> **TEXT SEGMENT**
CumConcatLayer wip ...

albertz · Zettelkasten · albertz · commit 66a36b084903 · 2021-08-25T16:50:55.000+02:00
Co-authored-by: Frithjof &lt;fmpetrick@gmail.com&gt;
diff --git a/returnn/tf/layers/rec.py b/returnn/tf/layers/rec.py
@@ -8495,3 +8495,154 @@ def get_out_data_from_opts(cls, name, sources, n_out, **kwargs):
         kind=DimensionTag.Types.Spatial, description="%s_rel_pos_enc_time" % name, dimension=None)
       data = data.copy_template_new_dim_tags((dummy_dim_tag, time_dim_tag, feature_dim_tag))
     return data
+
+
+class CumConcatLayer(_ConcatInputLayer):
+  """
+  Concatenates all previous frames of a time-axis.
+  Like :class:`CumsumLayer` uses `sum`, this layer uses `concat`.
+
+  This layer expects to be inside a :class:`RecLayer`.
+
+  Inside a rec loop (not optimized out),
+  this will concatenate the current input
+  to the previous accumulated inputs.
+  For an input of shape `input_shape`,
+  it will output a tensor of shape `[new_dim] + input_shape`.
+  `new_dim` is a special dimension, usually of length `i`,
+  where `i` is the current loop frame,
+  i.e. the length increases in every loop frame.

> **WRITTEN INSTRUCTION A**
In one to three sentences, explain why, according to the commit excerpt, the length of `new_dim` increases in every loop frame.
The rows have no connection to the commit excerpt.

> **RECORDS**
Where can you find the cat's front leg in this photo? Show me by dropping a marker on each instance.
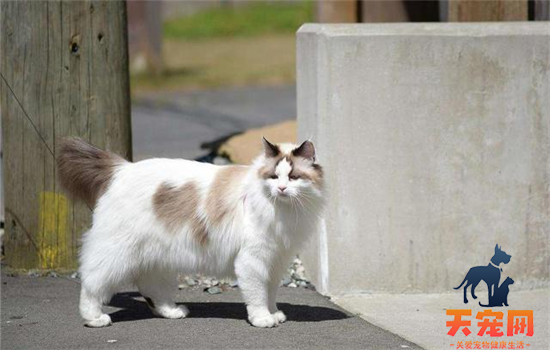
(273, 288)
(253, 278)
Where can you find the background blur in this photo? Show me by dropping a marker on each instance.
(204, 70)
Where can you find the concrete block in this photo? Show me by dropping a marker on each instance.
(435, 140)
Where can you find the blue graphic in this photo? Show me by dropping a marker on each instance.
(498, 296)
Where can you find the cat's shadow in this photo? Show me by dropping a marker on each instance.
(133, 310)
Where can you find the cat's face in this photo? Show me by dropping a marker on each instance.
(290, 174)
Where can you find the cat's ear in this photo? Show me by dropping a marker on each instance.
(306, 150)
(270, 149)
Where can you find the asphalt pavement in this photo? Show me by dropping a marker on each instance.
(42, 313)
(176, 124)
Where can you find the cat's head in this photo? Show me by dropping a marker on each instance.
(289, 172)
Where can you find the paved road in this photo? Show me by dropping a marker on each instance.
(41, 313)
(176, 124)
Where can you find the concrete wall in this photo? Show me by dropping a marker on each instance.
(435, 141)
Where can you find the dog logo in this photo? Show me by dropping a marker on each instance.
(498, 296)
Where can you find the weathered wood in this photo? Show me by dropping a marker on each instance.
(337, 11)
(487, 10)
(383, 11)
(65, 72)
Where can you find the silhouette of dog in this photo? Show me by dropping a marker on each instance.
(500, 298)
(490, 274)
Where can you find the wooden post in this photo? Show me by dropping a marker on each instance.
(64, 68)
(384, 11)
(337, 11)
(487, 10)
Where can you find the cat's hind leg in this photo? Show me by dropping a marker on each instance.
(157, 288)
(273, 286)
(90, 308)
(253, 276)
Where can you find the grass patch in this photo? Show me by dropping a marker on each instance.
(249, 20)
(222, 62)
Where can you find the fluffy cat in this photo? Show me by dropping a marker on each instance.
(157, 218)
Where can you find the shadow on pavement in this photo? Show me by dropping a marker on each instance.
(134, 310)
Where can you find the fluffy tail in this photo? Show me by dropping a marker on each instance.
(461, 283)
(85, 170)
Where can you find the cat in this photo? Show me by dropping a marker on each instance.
---
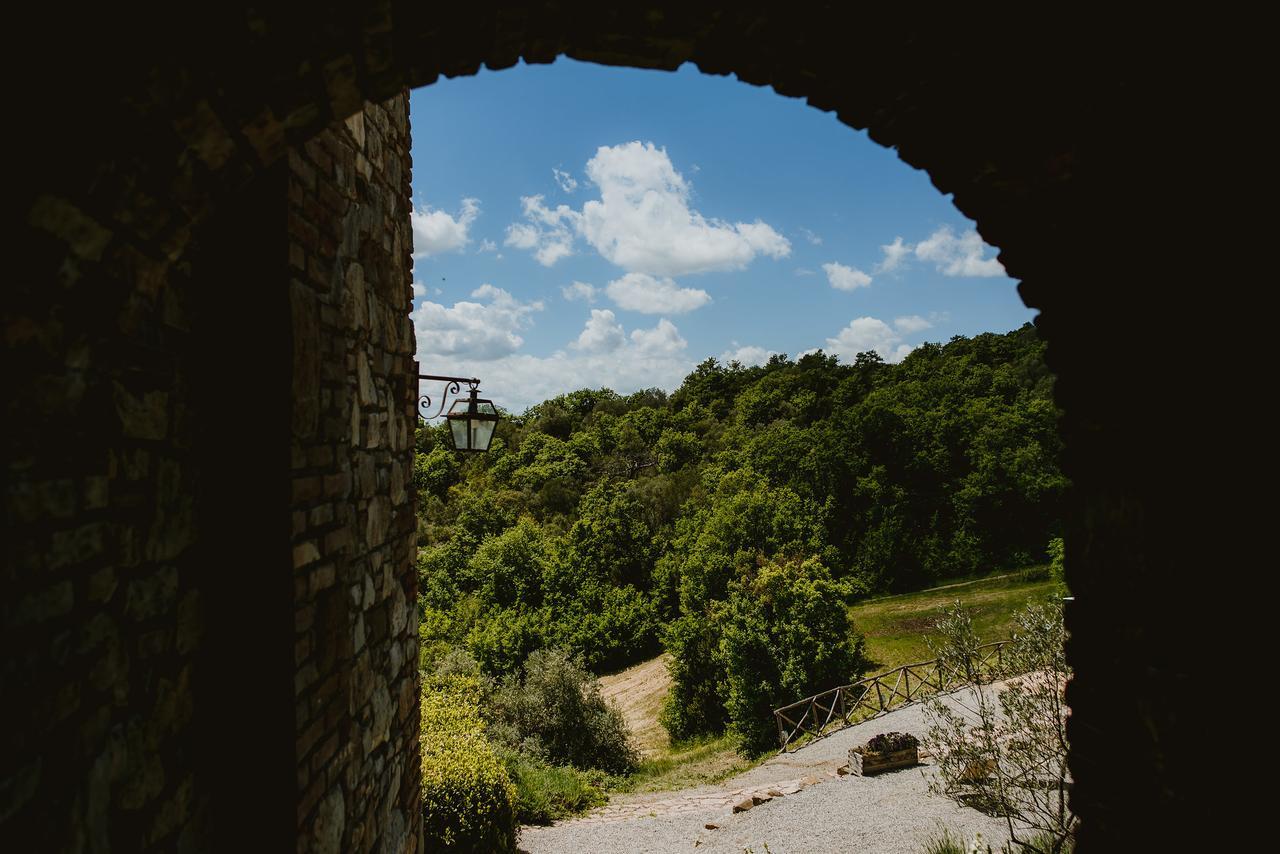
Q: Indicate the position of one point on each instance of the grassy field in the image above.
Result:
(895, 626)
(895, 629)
* * *
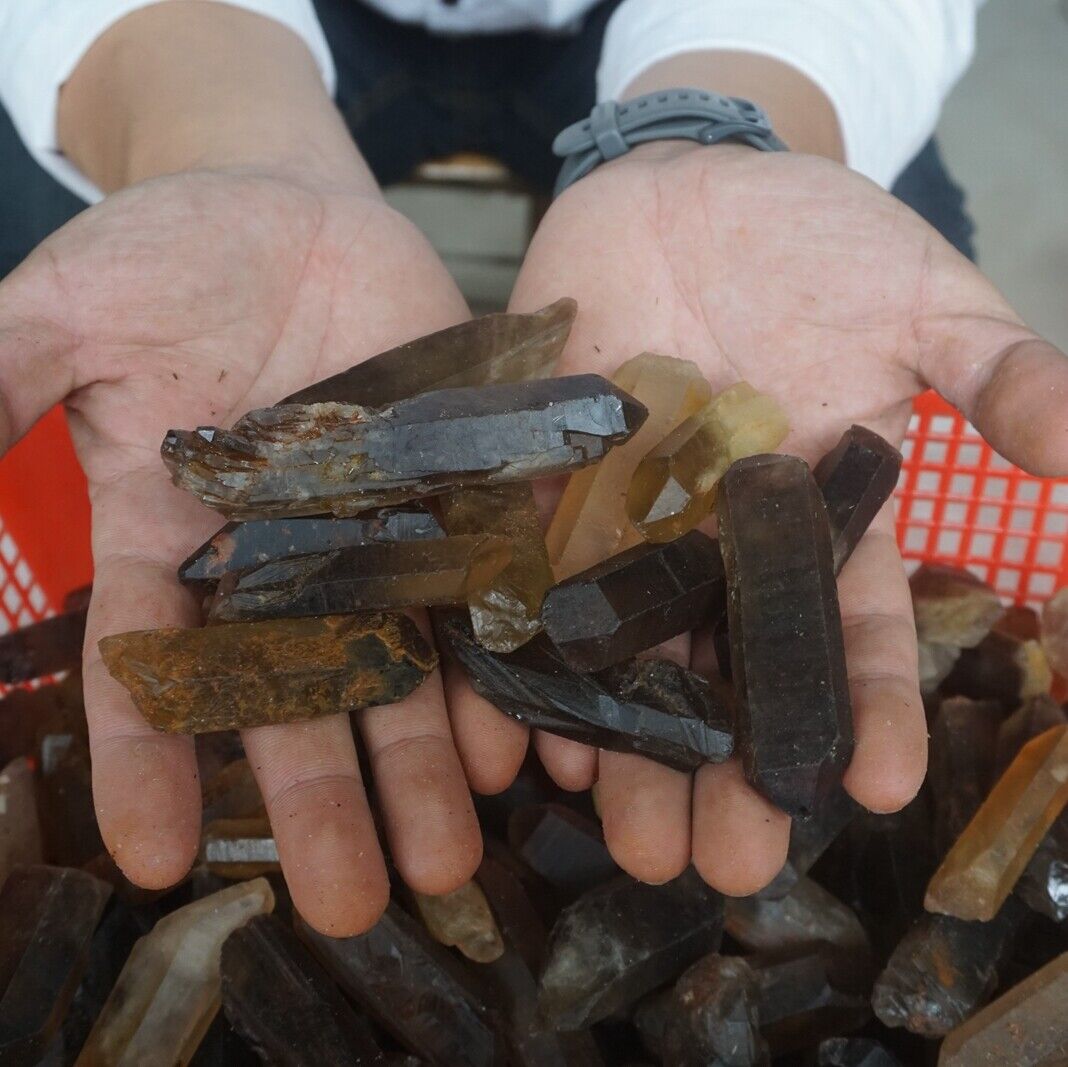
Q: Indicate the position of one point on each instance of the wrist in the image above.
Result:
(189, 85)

> **WRITTEN INSTRUCTION B**
Filter the rows, keeping every line that contains the string "concrete".

> **EXERCISE ANSWER A**
Inside a rec loop, the layer concatenates the current input to the previous accumulated inputs. `new_dim` is usually of length `i`, where `i` is the current loop frame, so its length grows as the frames advance.

> **EXERCISE ANSWER B**
Where can you find the concrete block in this photo? Show me by dropping a marker on each instance.
Where can you find the concrete wall in this photo? Show me by dropping a marker on each instance.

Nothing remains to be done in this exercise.